Requirement ▸ Copy every one of the lines below character for character.

Stored data:
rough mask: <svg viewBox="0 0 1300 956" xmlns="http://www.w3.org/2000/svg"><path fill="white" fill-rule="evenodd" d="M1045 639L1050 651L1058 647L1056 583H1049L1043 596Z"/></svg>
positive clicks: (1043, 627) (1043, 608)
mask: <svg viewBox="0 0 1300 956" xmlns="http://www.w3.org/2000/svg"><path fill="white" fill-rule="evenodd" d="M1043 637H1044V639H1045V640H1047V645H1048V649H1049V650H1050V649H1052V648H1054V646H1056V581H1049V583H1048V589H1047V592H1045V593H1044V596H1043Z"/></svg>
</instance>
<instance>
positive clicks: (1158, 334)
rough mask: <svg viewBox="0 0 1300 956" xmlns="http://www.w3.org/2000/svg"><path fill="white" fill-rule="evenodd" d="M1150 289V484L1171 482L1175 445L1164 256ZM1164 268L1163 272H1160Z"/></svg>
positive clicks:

Problem solution ▸
rough mask: <svg viewBox="0 0 1300 956" xmlns="http://www.w3.org/2000/svg"><path fill="white" fill-rule="evenodd" d="M1045 639L1050 651L1058 647L1056 583H1049L1043 596Z"/></svg>
positive clicks: (1043, 627) (1043, 608)
mask: <svg viewBox="0 0 1300 956" xmlns="http://www.w3.org/2000/svg"><path fill="white" fill-rule="evenodd" d="M1043 637H1044V639H1045V640H1047V645H1048V649H1049V650H1050V649H1052V648H1054V646H1056V581H1049V583H1048V589H1047V592H1045V593H1044V596H1043Z"/></svg>
</instance>
<instance>
positive clicks: (1158, 334)
rough mask: <svg viewBox="0 0 1300 956" xmlns="http://www.w3.org/2000/svg"><path fill="white" fill-rule="evenodd" d="M1150 289V484L1171 482L1175 445L1164 256ZM1164 268L1163 272H1160Z"/></svg>
positive clicks:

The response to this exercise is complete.